Please return all records verbatim, no pictures.

─── Data records

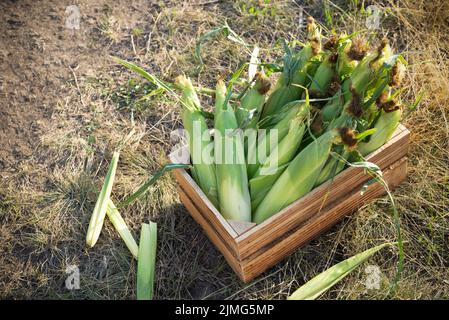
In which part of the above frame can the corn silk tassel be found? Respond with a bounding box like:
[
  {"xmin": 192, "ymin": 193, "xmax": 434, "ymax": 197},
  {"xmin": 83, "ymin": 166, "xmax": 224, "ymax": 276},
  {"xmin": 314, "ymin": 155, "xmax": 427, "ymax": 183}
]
[
  {"xmin": 175, "ymin": 76, "xmax": 219, "ymax": 208},
  {"xmin": 261, "ymin": 17, "xmax": 321, "ymax": 119},
  {"xmin": 214, "ymin": 81, "xmax": 252, "ymax": 221}
]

──────

Worked solution:
In which part of the above frame can the corn silk tassel be found? Respond with a bounding box like:
[
  {"xmin": 192, "ymin": 193, "xmax": 434, "ymax": 197},
  {"xmin": 83, "ymin": 166, "xmax": 224, "ymax": 276},
  {"xmin": 314, "ymin": 155, "xmax": 427, "ymax": 183}
]
[
  {"xmin": 175, "ymin": 76, "xmax": 219, "ymax": 208},
  {"xmin": 261, "ymin": 17, "xmax": 321, "ymax": 119},
  {"xmin": 214, "ymin": 81, "xmax": 252, "ymax": 221}
]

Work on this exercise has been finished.